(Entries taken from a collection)

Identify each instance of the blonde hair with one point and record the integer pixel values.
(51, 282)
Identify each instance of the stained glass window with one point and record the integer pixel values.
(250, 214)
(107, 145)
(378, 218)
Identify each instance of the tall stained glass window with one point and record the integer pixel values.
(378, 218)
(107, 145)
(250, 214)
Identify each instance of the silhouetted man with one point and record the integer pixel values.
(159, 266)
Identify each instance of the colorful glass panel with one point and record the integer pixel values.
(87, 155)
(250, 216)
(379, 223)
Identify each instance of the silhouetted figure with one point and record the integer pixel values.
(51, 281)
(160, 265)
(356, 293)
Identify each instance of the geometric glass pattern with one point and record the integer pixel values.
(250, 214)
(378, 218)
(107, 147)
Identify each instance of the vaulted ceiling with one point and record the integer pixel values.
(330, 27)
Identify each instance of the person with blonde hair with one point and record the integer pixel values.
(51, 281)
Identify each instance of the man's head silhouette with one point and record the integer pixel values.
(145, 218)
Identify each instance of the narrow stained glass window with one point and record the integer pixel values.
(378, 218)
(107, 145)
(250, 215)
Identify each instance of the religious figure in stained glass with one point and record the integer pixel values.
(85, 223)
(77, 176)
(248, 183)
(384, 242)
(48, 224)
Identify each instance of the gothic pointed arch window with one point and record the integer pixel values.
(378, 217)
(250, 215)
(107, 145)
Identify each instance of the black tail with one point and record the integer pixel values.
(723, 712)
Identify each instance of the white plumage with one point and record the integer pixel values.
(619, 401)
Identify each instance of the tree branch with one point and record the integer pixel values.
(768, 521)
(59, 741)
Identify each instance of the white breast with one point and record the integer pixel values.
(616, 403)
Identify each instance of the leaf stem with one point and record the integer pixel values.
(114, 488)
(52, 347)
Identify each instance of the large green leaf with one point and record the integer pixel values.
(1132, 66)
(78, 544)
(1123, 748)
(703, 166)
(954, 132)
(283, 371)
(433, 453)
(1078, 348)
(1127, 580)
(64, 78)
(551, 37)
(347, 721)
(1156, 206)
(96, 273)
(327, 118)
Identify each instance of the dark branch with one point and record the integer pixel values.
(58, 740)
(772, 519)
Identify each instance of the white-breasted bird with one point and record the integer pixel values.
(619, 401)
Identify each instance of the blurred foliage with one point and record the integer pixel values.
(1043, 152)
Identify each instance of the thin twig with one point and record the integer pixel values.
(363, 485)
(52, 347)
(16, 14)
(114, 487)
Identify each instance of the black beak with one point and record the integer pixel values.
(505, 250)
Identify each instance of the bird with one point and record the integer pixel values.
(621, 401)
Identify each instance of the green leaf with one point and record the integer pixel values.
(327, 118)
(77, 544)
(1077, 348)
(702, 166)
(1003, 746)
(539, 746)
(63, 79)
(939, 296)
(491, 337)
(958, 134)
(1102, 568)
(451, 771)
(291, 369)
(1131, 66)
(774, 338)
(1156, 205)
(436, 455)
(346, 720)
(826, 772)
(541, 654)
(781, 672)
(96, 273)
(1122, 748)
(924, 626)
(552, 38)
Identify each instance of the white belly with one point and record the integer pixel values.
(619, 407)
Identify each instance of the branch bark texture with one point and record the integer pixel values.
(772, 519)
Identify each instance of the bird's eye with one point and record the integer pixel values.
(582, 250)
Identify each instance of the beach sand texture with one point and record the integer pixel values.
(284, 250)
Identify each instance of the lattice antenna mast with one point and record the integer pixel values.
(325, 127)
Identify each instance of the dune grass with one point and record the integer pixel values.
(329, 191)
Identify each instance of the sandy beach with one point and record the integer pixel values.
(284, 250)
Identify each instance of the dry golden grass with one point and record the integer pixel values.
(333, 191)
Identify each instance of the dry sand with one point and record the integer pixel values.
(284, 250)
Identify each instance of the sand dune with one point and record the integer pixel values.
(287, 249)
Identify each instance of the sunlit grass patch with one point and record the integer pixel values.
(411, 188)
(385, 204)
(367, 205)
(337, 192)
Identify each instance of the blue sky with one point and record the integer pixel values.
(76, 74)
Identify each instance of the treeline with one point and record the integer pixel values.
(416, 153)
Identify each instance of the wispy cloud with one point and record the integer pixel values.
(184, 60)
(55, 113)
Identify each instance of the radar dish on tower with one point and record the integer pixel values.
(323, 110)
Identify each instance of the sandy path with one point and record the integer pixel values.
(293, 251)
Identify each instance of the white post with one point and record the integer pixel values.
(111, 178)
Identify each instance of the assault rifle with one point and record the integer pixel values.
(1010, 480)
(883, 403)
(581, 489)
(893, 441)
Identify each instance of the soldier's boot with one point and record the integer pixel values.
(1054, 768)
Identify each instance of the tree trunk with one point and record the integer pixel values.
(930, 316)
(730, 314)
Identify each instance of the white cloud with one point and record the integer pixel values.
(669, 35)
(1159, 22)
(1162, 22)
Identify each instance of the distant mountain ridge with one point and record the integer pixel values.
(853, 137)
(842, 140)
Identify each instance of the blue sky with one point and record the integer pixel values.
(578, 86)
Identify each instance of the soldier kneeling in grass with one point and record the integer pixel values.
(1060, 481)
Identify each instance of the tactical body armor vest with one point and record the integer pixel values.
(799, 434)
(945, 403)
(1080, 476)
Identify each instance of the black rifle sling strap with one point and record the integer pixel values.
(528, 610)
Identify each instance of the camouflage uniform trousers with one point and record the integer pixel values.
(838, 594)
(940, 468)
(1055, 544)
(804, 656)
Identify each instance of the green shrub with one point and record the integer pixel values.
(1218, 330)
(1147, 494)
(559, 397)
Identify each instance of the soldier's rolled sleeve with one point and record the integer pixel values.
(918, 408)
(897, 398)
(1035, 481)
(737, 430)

» **WHAT IS REQUIRED**: Take the material above and return all of it exactly.

» **ANSWER TO THE EXERCISE**:
Identify each instance of the blonde hair with one point and record the integer pixel values.
(51, 282)
Identify each instance of the stained glass window with one point and record the integer pixel values.
(250, 214)
(107, 145)
(378, 218)
Identify each instance of the tall stained glass window with one point and record the integer pixel values.
(378, 218)
(107, 145)
(250, 214)
Identify each instance of the silhouetted man with one point and record the integer pixel values.
(159, 266)
Identify each instance of the colorful glass panel with one point and record the integer pixel values.
(87, 155)
(250, 216)
(379, 223)
Identify each instance of the silhouetted figure with one point and record the integer pixel values.
(51, 281)
(160, 265)
(356, 293)
Identify each instance of the geometric glass pattern with one point and record the integer pixel values.
(250, 214)
(378, 218)
(107, 147)
Identify each instance of the vaulted ceiling with one point and record the integer pixel values.
(330, 27)
Identify each instance of the person with blonde hair with one point and record the integer pixel values.
(51, 281)
Identify each instance of the man's head silhouette with one point and record the integer pixel values.
(145, 218)
Identify each instance of the narrow stained glass window with one point and record the integer pixel values.
(378, 218)
(107, 145)
(250, 215)
Identify each instance of the religious figure in stained glass with one point and record the integer pixel values.
(85, 223)
(77, 176)
(248, 183)
(384, 242)
(48, 224)
Identify each instance of the gothic pointed arch window with one point and record the integer pixel values.
(378, 217)
(250, 215)
(107, 145)
Identify each instance of the black tail with one point and record the integer pixel values.
(723, 712)
Identify each instance of the white plumage with one point and record the integer pixel values.
(619, 401)
Identify each instance of the tree branch with one point and record the integer pixel values.
(768, 521)
(59, 741)
Identify each instance of the white breast with one point and record the integer pixel values.
(616, 403)
Identify each instance of the leaf stem with one point and record the integer pixel values.
(114, 488)
(52, 347)
Identify each instance of the large green leaf with one point and record the integer pixel values.
(1132, 66)
(78, 544)
(1123, 748)
(703, 166)
(954, 132)
(283, 371)
(433, 453)
(1078, 348)
(1127, 580)
(64, 78)
(551, 37)
(347, 721)
(1156, 206)
(96, 273)
(327, 118)
Identify each instance of the dark branch with one point and record the integer pixel values.
(58, 740)
(772, 519)
Identify each instance of the white-breasted bird with one point and record the integer pixel values.
(619, 401)
Identify each instance of the blurred foliage with one point and record the integer pixel values.
(1043, 152)
Identify each instance of the thin twig with one point and record the integer pixel values.
(363, 485)
(52, 347)
(16, 14)
(114, 487)
Identify each instance of the black beak with one point and record the integer pixel values.
(505, 250)
Identify each instance of the bird with one point and record the integer pixel values.
(621, 401)
Identify each instance of the green leaf with one point and record the integer pixel values.
(327, 118)
(77, 544)
(1077, 348)
(702, 166)
(1003, 746)
(539, 746)
(63, 79)
(939, 296)
(491, 337)
(958, 134)
(1102, 568)
(451, 771)
(291, 369)
(1131, 66)
(774, 338)
(1156, 205)
(436, 455)
(346, 720)
(826, 772)
(541, 654)
(781, 672)
(96, 273)
(1122, 748)
(924, 626)
(552, 38)
Identify each instance of the white belly with one point and record the integer pixel values.
(619, 407)
Identify each instance of the branch bark texture with one point and record the integer pixel values.
(772, 519)
Identify each instance of the bird's eye with one point and record the integer pixel values.
(582, 250)
Identify each instance of the beach sand texture with one point and record the integer pixel values.
(284, 250)
Identify each instance of the lattice antenna mast with one point and record the integer pixel values.
(325, 127)
Identify each instance of the dune grass with one point and record the integer pixel values.
(329, 191)
Identify each instance of the sandy beach with one point and record the integer pixel values.
(284, 250)
Identify each instance of the dry golden grass with one point and record the integer pixel values.
(333, 191)
Identify each instance of the dry sand with one point and record the integer pixel values.
(284, 250)
Identify each instance of the sand dune with one point and record the integer pixel values.
(287, 249)
Identify each instance of the sunlit grass patch with one point and record the integer pixel values.
(411, 188)
(385, 204)
(367, 205)
(337, 192)
Identify each instance of the blue sky with one point and record the integer pixel values.
(76, 74)
Identify each instance of the treeline with one point and record the integer pixel values.
(416, 153)
Identify each instance of the wispy cloud with one point and record the integer pixel values.
(184, 60)
(55, 113)
Identify each instance of the radar dish on tower with one point and record the integer pixel values.
(323, 110)
Identify each instance of the sandy path with one point and record the integer pixel values.
(293, 251)
Identify each instance of the white post with one point and record the integer pixel values.
(111, 178)
Identify each instance of the assault rifle with one point and record the integer pixel values.
(1010, 480)
(883, 403)
(581, 489)
(893, 441)
Identify each instance of the soldier's boot with one point and record the integer pixel values.
(1054, 768)
Identify each instance of the tree trunk with one point and record the integer pixel values.
(930, 316)
(730, 314)
Identify each instance of the white cloud with one point and record the integer pixel values.
(669, 35)
(1159, 22)
(1162, 22)
Identify each instance of the distant mountain ridge with one point and record the integer pixel values.
(853, 137)
(842, 140)
Identify each instance of the blue sky with one point and record the integer pixel values.
(578, 86)
Identify each instance of the soldier kneeling in grass with one point and record the integer pixel values.
(1060, 481)
Identify each instance of the tactical body armor vest with one point and record the integer pixel values.
(799, 434)
(945, 403)
(1080, 476)
Identify each instance of the black rifle sling strap with one point and record the integer pixel values.
(528, 610)
Identify each instance of the camouflage uniform trousers with one point and record the integer pixel values.
(838, 594)
(940, 468)
(1055, 544)
(804, 656)
Identify each instance of the green shrub with one point and record the integer pixel values.
(1218, 330)
(1147, 494)
(559, 397)
Identify each instance of the soldier's rolled sleeve with one point and record the integer pixel values.
(918, 408)
(897, 398)
(1035, 481)
(737, 430)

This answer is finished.